### Task details
If a line in the data has the string "tire", please show it.

---+---

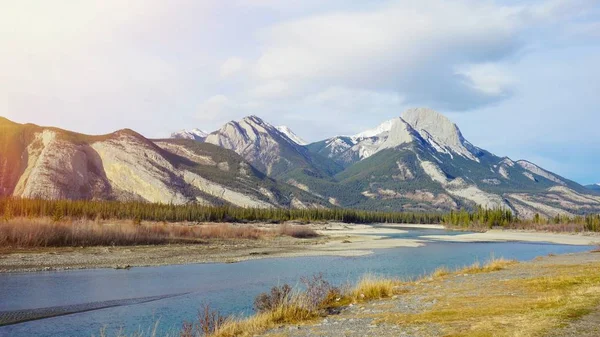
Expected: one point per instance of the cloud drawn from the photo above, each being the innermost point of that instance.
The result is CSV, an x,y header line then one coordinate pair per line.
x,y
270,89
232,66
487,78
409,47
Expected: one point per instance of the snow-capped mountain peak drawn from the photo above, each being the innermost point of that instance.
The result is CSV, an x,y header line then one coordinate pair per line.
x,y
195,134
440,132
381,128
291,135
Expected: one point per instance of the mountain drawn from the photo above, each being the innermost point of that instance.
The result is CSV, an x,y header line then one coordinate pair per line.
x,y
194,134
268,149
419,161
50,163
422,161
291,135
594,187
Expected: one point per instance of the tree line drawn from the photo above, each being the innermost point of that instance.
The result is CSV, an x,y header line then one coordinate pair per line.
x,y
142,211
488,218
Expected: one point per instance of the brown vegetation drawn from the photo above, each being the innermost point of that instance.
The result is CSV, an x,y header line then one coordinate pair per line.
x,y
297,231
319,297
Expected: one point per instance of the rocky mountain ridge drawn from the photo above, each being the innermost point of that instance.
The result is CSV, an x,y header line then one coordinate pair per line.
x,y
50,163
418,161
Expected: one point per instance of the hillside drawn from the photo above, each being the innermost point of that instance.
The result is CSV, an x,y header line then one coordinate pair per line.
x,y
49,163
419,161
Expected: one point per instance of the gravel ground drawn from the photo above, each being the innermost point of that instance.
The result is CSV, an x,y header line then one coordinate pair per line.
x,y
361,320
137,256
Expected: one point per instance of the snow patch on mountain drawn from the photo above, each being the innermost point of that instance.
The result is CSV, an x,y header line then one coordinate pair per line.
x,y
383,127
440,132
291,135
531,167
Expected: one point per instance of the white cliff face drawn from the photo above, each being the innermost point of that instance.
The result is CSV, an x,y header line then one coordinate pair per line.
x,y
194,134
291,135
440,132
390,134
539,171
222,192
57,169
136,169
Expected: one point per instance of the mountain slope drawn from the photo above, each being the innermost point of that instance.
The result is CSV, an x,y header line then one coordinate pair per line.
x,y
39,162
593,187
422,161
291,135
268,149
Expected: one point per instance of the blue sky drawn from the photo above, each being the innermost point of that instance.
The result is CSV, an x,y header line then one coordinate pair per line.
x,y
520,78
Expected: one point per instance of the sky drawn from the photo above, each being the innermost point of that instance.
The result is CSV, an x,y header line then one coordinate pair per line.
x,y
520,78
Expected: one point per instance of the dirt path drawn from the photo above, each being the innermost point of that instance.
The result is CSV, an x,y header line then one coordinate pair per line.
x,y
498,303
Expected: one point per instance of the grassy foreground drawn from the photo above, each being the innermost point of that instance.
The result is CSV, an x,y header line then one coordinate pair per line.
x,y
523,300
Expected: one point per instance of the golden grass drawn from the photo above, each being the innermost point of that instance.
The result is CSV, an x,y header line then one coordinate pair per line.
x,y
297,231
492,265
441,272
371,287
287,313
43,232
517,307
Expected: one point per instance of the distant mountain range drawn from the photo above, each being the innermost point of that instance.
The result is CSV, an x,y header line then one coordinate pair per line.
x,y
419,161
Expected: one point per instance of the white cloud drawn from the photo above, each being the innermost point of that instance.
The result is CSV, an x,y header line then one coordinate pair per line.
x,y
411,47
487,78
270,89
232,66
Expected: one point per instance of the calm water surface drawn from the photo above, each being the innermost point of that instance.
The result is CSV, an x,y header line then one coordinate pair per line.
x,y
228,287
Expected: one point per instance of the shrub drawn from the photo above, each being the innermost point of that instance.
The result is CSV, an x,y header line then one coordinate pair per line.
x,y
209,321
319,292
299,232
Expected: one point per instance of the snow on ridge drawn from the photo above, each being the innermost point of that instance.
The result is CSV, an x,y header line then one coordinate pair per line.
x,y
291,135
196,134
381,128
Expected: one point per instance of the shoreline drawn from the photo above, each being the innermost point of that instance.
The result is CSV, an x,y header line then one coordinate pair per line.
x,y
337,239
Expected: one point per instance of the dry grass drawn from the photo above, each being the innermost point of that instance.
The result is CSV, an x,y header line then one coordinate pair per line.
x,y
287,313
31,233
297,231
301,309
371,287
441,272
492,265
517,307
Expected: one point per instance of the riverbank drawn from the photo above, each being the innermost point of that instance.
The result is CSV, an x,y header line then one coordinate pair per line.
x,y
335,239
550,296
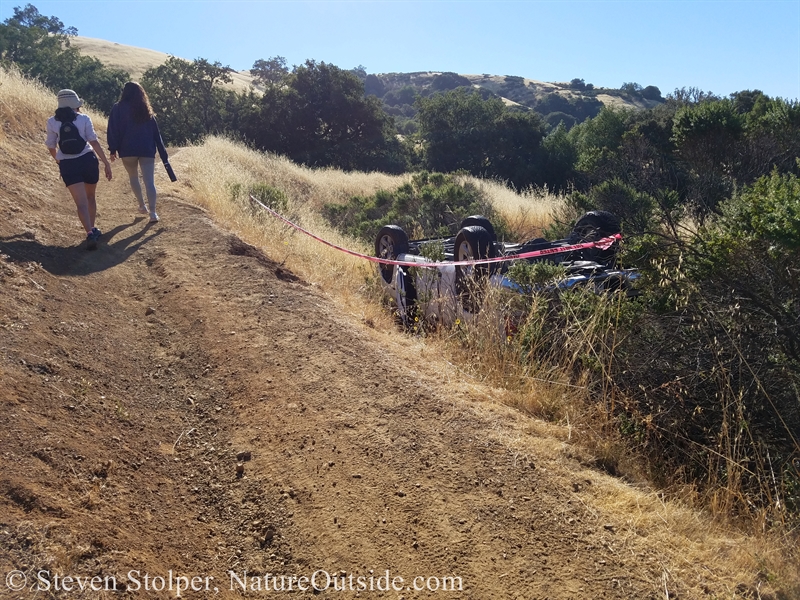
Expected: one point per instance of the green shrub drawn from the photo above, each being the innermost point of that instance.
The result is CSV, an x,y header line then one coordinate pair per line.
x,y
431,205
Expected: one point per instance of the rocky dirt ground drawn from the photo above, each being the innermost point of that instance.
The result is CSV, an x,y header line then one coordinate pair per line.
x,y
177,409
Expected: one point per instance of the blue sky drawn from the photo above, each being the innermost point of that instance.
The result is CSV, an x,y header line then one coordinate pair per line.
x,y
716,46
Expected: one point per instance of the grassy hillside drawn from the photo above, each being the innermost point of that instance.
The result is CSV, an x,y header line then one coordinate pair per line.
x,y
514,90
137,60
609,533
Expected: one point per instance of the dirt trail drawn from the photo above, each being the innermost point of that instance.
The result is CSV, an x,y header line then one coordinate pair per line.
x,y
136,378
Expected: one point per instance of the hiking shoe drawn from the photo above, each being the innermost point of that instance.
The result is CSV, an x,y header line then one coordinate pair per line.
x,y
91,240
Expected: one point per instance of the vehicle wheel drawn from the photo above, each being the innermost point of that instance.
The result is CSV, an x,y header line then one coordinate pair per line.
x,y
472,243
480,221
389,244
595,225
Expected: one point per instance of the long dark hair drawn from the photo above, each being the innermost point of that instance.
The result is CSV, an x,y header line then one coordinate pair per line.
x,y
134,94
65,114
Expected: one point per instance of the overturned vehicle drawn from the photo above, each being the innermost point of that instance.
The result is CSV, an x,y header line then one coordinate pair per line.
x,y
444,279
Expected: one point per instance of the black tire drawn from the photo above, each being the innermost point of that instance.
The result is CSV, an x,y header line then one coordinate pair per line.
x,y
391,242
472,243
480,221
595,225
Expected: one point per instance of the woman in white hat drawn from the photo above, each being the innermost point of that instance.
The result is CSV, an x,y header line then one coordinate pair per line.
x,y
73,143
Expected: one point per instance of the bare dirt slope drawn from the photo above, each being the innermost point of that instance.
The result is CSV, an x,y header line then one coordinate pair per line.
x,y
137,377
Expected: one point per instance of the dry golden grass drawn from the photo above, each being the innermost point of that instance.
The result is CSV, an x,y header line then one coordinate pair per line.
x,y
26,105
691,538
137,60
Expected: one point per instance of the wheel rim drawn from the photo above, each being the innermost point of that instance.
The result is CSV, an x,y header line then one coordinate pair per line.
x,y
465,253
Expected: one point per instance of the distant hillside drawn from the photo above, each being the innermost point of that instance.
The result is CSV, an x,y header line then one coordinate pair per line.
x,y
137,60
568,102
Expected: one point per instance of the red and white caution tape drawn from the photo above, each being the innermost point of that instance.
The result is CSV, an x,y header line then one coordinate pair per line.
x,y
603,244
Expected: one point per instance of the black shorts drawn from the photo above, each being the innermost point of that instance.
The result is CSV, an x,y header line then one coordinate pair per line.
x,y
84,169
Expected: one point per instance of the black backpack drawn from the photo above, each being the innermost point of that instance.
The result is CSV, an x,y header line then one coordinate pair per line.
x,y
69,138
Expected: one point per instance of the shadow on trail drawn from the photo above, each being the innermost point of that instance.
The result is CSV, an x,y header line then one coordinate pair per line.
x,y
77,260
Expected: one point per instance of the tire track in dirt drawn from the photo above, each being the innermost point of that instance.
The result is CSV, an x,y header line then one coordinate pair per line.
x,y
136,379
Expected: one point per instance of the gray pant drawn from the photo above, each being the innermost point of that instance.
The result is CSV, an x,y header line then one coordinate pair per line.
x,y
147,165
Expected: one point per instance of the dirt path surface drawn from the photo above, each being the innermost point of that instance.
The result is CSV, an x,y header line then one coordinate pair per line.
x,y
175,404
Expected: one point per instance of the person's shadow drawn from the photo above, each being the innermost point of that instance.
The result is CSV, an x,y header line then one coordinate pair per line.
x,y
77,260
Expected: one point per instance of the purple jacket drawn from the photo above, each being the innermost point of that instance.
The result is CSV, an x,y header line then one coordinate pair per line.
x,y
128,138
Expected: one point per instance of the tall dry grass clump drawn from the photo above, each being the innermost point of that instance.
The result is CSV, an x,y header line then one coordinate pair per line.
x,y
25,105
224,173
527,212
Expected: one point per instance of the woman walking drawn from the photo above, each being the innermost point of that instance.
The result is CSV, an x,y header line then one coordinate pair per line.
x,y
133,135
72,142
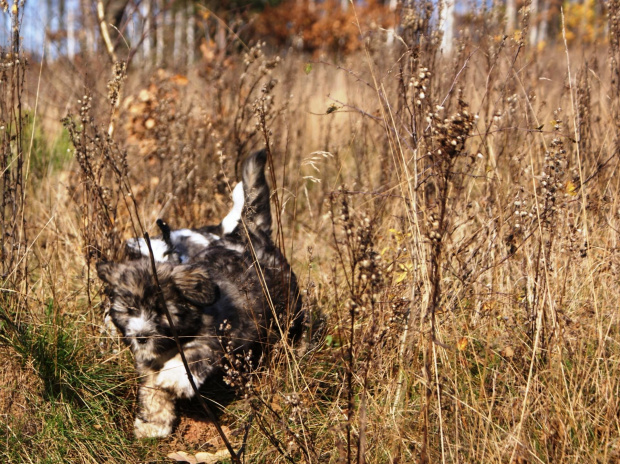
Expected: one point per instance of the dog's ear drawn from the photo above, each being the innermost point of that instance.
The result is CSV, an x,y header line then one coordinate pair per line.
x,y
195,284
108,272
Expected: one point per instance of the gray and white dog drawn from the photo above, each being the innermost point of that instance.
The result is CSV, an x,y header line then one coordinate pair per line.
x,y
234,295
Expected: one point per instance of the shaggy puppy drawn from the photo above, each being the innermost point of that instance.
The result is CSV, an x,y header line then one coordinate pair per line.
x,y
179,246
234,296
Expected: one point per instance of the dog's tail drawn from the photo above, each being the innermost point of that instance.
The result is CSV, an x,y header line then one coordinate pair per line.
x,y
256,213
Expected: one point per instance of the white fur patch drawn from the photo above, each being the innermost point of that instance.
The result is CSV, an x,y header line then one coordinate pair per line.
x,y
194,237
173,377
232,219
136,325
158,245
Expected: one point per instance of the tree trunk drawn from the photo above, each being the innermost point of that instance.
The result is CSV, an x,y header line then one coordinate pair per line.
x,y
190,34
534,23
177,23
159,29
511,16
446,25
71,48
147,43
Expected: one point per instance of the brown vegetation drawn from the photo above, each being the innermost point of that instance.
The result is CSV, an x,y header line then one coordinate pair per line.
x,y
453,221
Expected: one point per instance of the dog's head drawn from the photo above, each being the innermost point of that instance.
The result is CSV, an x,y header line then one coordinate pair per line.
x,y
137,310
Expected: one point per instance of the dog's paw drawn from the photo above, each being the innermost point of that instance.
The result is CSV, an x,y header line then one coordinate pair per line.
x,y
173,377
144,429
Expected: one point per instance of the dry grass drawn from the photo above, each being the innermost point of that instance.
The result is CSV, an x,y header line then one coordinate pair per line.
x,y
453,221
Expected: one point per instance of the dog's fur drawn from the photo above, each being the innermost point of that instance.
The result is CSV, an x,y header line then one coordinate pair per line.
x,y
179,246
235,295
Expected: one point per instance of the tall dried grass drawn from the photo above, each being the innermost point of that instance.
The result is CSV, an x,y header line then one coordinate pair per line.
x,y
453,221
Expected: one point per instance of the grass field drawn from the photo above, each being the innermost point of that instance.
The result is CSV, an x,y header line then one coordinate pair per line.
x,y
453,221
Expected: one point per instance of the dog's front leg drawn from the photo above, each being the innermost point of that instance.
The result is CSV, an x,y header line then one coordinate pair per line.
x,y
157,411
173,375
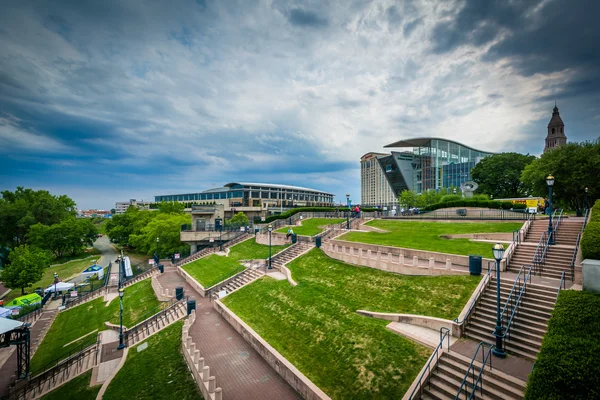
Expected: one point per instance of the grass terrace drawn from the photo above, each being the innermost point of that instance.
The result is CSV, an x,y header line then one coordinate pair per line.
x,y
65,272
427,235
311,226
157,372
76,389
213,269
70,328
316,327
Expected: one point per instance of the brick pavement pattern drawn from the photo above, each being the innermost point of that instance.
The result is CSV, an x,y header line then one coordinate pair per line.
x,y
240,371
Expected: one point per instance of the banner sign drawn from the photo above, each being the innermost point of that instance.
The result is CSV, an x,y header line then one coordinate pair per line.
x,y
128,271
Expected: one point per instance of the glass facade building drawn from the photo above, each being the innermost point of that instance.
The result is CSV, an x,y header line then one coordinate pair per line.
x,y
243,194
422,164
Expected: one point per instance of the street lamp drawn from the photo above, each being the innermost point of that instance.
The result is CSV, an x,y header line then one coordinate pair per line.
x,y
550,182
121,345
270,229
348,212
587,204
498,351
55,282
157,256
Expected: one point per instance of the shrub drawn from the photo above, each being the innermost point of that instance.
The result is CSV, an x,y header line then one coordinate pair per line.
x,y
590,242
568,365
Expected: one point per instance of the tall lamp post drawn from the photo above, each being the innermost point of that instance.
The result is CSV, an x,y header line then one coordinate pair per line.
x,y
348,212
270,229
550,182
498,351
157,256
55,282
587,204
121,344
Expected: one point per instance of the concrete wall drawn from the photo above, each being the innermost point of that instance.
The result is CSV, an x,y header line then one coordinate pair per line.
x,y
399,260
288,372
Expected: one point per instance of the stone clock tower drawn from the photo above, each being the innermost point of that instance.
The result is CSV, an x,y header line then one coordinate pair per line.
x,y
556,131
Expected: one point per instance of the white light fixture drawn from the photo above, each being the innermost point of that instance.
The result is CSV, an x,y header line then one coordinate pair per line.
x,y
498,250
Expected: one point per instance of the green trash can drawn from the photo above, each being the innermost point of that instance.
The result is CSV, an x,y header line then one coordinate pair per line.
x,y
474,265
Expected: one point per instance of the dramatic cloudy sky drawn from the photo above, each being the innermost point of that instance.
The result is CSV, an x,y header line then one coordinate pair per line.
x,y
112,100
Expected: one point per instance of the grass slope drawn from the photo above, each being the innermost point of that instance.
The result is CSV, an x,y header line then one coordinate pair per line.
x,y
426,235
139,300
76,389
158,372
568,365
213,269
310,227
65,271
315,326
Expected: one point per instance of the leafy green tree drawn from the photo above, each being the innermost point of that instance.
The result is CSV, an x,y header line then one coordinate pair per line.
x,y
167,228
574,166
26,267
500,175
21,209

---+---

### Answer to this exercise
Expected: one point per instance of the black tire drawn from the photo above, each being the innermost point of that instance.
Expected: one point per instance of the tire track in dirt drawn from the photo above, each being the innermost point of that instance.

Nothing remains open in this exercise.